Para permitir uma compreensão adequada do trabalho de Marie Curie,
será feita uma breve descrição do período anterior (1895 a 1897), desde a
descoberta dos raios X até o final das pesquisas de Becquerel1.
A descoberta dos raios X
No final de 1895, Wilhelm Conrad Röntgen descobriu a existência de
um novo tipo de “raios” (coisas que se propagam em linha reta, como a luz), a
que deu o nome utilizado para as incógnitas da álgebra, por desconhecer sua
natureza (RÖNTGEN, 1895; NITSKE, The life
of Wilhelm Conrad Röntgen; JAUNCEY, 1945;
MARTINS, 1998a, 1998b). Tratava-se de uma radiação penetrante, capaz de
atravessar materiais opacos à luz e às outras radiações conhecidas (raios catódicos,
raios ultravioletas e infravermelhos). Era emitida por tubos de alto vácuo,
quando os mesmos eram percorridos por uma descarga elétrica de alta voltagem.

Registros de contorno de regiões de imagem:
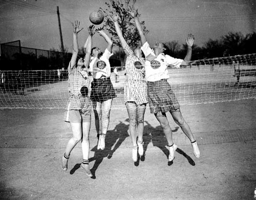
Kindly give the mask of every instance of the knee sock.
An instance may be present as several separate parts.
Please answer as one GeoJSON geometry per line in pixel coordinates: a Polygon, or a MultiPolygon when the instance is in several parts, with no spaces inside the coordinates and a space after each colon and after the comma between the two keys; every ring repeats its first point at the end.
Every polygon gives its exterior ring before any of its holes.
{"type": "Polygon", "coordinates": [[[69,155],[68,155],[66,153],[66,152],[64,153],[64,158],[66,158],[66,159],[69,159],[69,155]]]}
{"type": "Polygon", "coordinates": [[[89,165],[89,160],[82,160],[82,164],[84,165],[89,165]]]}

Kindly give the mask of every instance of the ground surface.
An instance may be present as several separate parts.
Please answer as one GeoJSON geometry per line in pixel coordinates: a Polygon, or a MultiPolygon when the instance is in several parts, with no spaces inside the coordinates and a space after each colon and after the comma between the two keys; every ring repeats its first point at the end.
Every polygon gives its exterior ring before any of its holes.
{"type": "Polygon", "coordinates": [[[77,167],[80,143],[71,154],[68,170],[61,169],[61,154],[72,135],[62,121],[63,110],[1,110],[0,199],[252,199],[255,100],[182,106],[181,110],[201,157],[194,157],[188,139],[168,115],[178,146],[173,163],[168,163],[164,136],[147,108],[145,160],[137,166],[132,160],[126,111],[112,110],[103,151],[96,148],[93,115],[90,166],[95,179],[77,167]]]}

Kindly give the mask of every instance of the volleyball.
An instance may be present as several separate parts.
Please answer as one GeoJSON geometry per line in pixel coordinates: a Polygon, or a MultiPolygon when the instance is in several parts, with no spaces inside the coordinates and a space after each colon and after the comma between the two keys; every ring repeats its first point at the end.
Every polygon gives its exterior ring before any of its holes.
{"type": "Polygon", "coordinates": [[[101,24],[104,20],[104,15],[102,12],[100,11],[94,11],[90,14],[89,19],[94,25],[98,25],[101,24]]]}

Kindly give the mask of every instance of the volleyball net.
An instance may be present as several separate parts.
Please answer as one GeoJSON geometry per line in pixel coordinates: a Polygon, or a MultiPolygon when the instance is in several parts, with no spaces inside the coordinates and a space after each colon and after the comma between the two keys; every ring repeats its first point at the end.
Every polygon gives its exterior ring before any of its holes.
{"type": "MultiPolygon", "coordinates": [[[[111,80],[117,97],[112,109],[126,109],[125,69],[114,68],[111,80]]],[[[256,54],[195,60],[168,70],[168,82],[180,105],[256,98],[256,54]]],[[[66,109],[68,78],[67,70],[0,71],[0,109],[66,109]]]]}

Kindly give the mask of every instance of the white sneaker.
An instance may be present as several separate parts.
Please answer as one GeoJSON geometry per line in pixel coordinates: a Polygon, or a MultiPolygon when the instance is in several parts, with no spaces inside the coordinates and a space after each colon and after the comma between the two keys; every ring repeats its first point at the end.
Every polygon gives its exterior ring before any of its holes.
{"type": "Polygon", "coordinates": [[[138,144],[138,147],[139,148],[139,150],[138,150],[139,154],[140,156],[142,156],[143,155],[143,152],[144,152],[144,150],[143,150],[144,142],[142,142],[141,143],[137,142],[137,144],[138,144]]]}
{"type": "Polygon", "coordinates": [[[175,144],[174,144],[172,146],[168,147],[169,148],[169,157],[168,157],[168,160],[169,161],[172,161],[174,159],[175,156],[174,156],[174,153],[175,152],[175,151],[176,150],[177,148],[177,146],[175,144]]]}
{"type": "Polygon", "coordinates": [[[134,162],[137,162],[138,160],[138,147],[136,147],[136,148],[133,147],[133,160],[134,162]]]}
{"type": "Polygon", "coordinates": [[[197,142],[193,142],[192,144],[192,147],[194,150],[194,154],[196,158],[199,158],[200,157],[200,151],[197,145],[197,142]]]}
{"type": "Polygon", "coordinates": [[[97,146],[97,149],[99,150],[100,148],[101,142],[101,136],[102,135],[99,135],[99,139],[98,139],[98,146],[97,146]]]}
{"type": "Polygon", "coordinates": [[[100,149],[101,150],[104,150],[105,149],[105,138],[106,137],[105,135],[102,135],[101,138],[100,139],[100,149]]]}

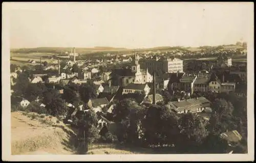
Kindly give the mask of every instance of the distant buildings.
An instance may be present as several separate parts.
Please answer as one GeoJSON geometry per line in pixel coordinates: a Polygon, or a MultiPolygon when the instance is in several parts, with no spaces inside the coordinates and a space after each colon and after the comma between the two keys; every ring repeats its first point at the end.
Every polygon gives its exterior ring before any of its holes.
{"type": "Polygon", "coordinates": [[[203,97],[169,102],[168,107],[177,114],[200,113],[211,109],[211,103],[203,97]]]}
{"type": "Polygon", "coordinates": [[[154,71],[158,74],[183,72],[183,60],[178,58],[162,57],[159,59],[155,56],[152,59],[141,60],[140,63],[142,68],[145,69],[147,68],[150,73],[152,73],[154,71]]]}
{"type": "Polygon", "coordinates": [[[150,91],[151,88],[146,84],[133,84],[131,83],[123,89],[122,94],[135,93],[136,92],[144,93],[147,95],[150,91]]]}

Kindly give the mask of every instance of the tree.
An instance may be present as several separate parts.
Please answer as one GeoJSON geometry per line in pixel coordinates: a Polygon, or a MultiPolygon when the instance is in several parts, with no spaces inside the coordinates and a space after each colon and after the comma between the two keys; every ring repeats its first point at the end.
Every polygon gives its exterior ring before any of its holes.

- [Conjunto de tarefas]
a: Responda, com base no texto sobre a descoberta dos raios X:
(i) Que período anterior ao trabalho de Marie Curie será descrito brevemente?
(ii) Quem descobriu o novo tipo de "raios", e quando?
(iii) Por que meio essa radiação era emitida?
b: Devolva, sem qualquer alteração, o trecho do texto sobre a descoberta dos raios X que se inicia pelas palavras que contêm "A descoberta dos" e se encerra em "de alta voltagem.".

- [Respostas por tarefa]
a:
(i) O período de 1895 a 1897, desde a descoberta dos raios X até o final das pesquisas de Becquerel.
(ii) Wilhelm Conrad Röntgen, no final de 1895.
(iii) Por tubos de alto vácuo, quando percorridos por uma descarga elétrica de alta voltagem.

b:
A descoberta dos raios X
No final de 1895, Wilhelm Conrad Röntgen descobriu a existência de
um novo tipo de “raios” (coisas que se propagam em linha reta, como a luz), a
que deu o nome utilizado para as incógnitas da álgebra, por desconhecer sua
natureza (RÖNTGEN, 1895; NITSKE, The life
of Wilhelm Conrad Röntgen; JAUNCEY, 1945;
MARTINS, 1998a, 1998b). Tratava-se de uma radiação penetrante, capaz de
atravessar materiais opacos à luz e às outras radiações conhecidas (raios catódicos,
raios ultravioletas e infravermelhos). Era emitida por tubos de alto vácuo,
quando os mesmos eram percorridos por uma descarga elétrica de alta voltagem.